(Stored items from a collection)
********************

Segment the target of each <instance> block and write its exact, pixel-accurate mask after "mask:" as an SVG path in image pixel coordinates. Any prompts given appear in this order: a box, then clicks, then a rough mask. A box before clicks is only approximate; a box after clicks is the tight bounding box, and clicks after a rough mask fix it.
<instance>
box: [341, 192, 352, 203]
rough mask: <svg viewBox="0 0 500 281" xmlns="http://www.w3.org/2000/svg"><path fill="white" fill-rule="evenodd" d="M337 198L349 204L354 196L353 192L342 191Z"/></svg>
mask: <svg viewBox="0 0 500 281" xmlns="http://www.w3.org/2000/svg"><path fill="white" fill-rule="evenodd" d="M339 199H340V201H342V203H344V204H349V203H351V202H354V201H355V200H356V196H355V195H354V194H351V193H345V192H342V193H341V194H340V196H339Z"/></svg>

********************

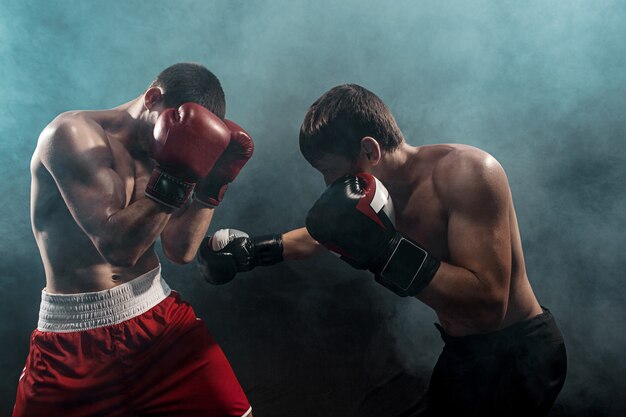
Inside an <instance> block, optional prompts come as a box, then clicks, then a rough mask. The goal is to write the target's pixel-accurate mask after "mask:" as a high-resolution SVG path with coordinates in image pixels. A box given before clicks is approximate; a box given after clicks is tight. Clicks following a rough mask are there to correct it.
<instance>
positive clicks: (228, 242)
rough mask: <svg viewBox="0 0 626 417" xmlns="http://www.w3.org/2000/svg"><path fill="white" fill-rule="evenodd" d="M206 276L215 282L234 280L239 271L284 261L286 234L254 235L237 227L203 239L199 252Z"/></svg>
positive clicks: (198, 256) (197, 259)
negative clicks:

********************

● Task details
Scan the lines above for the word "target", then copy each line that has it.

● Reply to the task
Segment the target of each <instance> block and write its exact, pixel-accurate mask after "mask:" as an SVG path in image pixel coordinates. Any prompts given appear in this order: a box, then clicks, then a rough mask. A box before clicks is only approximate; a box after clicks is the tight bounding box, and clicks after a rough mask fix it.
Inside an <instance> block, optional prompts come as a box, then clicks, then a rough mask. The goal is to write the target's pixel-accurate mask after "mask:" as a high-resolution SVG path with coordinates in image pixels. A box given before clicks is approximate; a box given after clicks is tight. Clicks following a rough mask are there to correct it.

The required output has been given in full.